Retype all of the records below verbatim, character for character. Omit the pictures from your copy.

# Data for processing:

<<<<

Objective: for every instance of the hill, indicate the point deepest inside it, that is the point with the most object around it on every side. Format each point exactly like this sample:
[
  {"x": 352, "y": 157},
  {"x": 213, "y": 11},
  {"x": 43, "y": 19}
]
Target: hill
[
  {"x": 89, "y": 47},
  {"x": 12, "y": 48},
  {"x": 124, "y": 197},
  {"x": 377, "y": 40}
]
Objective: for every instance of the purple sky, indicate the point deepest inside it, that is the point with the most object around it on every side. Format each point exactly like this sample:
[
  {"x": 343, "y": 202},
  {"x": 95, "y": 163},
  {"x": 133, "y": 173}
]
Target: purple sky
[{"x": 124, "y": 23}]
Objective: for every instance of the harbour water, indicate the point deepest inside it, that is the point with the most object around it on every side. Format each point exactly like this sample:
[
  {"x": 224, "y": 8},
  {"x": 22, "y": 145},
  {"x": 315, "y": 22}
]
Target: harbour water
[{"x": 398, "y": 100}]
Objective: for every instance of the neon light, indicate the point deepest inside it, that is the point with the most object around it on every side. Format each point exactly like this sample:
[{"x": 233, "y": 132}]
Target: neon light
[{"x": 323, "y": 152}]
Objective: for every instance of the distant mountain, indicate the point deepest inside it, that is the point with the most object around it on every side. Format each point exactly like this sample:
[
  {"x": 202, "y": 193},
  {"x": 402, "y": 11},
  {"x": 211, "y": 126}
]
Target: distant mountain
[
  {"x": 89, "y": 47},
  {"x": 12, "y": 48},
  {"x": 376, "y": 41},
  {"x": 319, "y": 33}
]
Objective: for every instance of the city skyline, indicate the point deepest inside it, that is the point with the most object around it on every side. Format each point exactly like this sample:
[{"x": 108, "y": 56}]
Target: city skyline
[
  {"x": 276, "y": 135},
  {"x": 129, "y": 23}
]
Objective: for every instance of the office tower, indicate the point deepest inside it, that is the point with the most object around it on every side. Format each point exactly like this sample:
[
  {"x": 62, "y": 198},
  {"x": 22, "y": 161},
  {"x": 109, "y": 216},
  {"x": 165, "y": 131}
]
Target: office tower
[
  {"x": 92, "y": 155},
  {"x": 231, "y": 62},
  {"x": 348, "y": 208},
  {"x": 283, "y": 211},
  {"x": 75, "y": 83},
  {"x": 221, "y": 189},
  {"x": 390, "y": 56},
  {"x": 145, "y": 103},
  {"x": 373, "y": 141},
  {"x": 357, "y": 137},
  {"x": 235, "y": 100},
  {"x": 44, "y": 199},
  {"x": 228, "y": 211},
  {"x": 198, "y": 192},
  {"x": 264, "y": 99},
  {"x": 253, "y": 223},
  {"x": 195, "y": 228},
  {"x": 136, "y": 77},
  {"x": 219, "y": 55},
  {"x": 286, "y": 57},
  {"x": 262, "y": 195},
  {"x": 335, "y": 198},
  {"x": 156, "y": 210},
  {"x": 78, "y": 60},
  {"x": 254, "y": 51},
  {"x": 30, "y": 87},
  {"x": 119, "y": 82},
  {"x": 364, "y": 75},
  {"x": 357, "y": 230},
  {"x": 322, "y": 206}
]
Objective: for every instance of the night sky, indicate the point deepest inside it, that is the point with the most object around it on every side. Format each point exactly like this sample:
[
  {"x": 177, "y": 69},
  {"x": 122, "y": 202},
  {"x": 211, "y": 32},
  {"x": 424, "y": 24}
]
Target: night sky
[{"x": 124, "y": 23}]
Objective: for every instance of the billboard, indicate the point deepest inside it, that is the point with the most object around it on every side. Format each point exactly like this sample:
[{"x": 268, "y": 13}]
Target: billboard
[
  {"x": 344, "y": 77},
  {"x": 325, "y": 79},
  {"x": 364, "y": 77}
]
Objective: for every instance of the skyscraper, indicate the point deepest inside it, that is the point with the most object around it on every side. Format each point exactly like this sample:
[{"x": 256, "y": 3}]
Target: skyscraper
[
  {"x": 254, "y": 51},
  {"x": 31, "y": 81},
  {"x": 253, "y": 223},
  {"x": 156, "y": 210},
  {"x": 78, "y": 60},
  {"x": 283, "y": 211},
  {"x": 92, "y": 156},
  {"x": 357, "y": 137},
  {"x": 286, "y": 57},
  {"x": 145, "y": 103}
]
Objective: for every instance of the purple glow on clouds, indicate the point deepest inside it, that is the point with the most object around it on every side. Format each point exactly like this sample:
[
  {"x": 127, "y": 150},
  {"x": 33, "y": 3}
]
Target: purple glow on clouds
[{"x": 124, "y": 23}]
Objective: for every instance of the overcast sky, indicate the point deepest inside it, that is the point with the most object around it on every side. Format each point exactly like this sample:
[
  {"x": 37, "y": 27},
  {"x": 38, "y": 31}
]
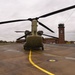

>>>>

# The output:
Objective: for every instance of the hill, indicate the point deepest inside it, that is the point with the most object around it on every side. Format each point exactly like this sample:
[
  {"x": 352, "y": 157},
  {"x": 213, "y": 11},
  {"x": 43, "y": 19}
]
Target: hill
[
  {"x": 89, "y": 47},
  {"x": 12, "y": 48},
  {"x": 124, "y": 197},
  {"x": 377, "y": 40}
]
Objective: for every instance of the purple sky, indicate the point deepest inside it, that is the point with the most object around it on every side. Format each point exactly like this sample:
[
  {"x": 343, "y": 202},
  {"x": 95, "y": 163},
  {"x": 133, "y": 173}
]
Target: purple sky
[{"x": 124, "y": 23}]
Objective: for every instance of the harbour water, indicate the point deepest inside it, that is the point with the most object around it on every side. Format each point exactly like this sample:
[
  {"x": 224, "y": 8},
  {"x": 22, "y": 145},
  {"x": 315, "y": 22}
]
Target: harbour water
[{"x": 398, "y": 100}]
Objective: for every instance of the neon light, indicate the point deepest inside it, that is the point with the most object around it on every side. Format each point exactly like this sample:
[{"x": 233, "y": 132}]
Target: neon light
[{"x": 323, "y": 152}]
Objective: for every instance of the distant mountain, indicate the point deepest inside it, that is the point with the most object around it on every side. Format each point exactly like this sample:
[
  {"x": 202, "y": 193},
  {"x": 402, "y": 11},
  {"x": 211, "y": 126}
]
Target: distant mountain
[
  {"x": 89, "y": 47},
  {"x": 12, "y": 48},
  {"x": 376, "y": 41},
  {"x": 319, "y": 33}
]
Objective: for every instance of the city skyline, indicate the point deepest inside it, that is the point with the most object around it on every side. Format each point exactly like this sample:
[{"x": 108, "y": 56}]
Target: city skyline
[
  {"x": 276, "y": 135},
  {"x": 129, "y": 23}
]
Objective: for every instance of the office tower, indicate the point deepest inside it, that is the point with the most object around it on every side. Format each point exactly like this sample:
[
  {"x": 62, "y": 198},
  {"x": 22, "y": 161},
  {"x": 109, "y": 216},
  {"x": 165, "y": 131}
]
Target: office tower
[
  {"x": 92, "y": 155},
  {"x": 231, "y": 62},
  {"x": 348, "y": 208},
  {"x": 283, "y": 211},
  {"x": 75, "y": 83},
  {"x": 221, "y": 189},
  {"x": 390, "y": 56},
  {"x": 145, "y": 103},
  {"x": 373, "y": 141},
  {"x": 357, "y": 137},
  {"x": 235, "y": 100},
  {"x": 44, "y": 199},
  {"x": 228, "y": 211},
  {"x": 198, "y": 192},
  {"x": 264, "y": 99},
  {"x": 253, "y": 223},
  {"x": 195, "y": 228},
  {"x": 136, "y": 77},
  {"x": 219, "y": 55},
  {"x": 286, "y": 57},
  {"x": 262, "y": 195},
  {"x": 335, "y": 198},
  {"x": 156, "y": 210},
  {"x": 78, "y": 60},
  {"x": 254, "y": 51},
  {"x": 30, "y": 87},
  {"x": 119, "y": 82},
  {"x": 364, "y": 75},
  {"x": 357, "y": 230},
  {"x": 322, "y": 206}
]
Objective: for every instance of the night sky, indicate the point deepest inside it, that is the point with the most object around it on every side. Format each point exactly like this sample:
[
  {"x": 177, "y": 69},
  {"x": 122, "y": 202},
  {"x": 211, "y": 32},
  {"x": 424, "y": 24}
]
Target: night sky
[{"x": 124, "y": 23}]
Objective: for every instance of the billboard, indicate the point deepest inside it, that is the point with the most object around it on every side. Format each point exactly like this sample:
[{"x": 268, "y": 13}]
Target: billboard
[
  {"x": 344, "y": 77},
  {"x": 325, "y": 79},
  {"x": 364, "y": 77}
]
Objective: for every instance of the skyscraper, indicate the point deepest inside it, that is the point with the most object around it on every side. Format each point exactly like this sample:
[{"x": 256, "y": 3}]
Target: skyscraper
[
  {"x": 254, "y": 51},
  {"x": 31, "y": 81},
  {"x": 253, "y": 223},
  {"x": 156, "y": 210},
  {"x": 78, "y": 60},
  {"x": 283, "y": 211},
  {"x": 92, "y": 156},
  {"x": 357, "y": 137},
  {"x": 286, "y": 57},
  {"x": 145, "y": 103}
]
Objective: for every instance of the purple glow on clouds, indicate the point deepest inside it, that is the point with the most object around it on every side. Format each point exactly like this sample:
[
  {"x": 127, "y": 150},
  {"x": 33, "y": 3}
]
Target: purple glow on clouds
[{"x": 124, "y": 23}]
Objective: for every instance of the overcast sky, indicate the point deepest inside it, that is the point with the most object around it on every side. Format each point exactly like this sample:
[
  {"x": 37, "y": 27},
  {"x": 38, "y": 31}
]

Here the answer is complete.